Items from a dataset
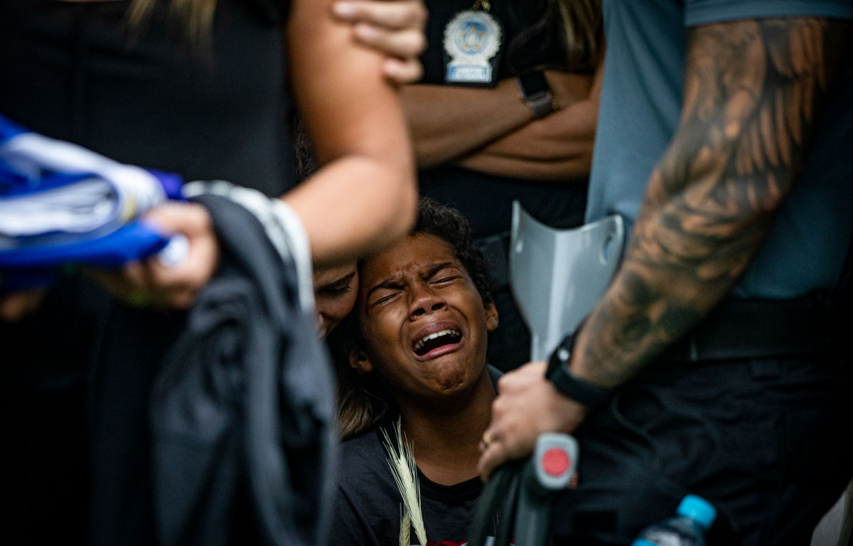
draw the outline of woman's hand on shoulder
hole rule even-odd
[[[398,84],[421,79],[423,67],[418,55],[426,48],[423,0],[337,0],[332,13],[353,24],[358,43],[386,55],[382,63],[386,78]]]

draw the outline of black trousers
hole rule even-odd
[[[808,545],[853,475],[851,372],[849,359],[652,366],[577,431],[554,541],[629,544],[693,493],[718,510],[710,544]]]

YOUR INSTRUCTIONS>
Output only the lines starting at the one containing "draw the outline of black trousers" and running through the end of the rows, updated so that "black trousers" becomes "dark trousers" and nothing else changes.

EXPECTED ANSWER>
draw the outline of dark trousers
hole rule even-odd
[[[808,545],[853,475],[851,372],[849,359],[652,366],[577,431],[554,541],[629,544],[693,493],[718,510],[710,544]]]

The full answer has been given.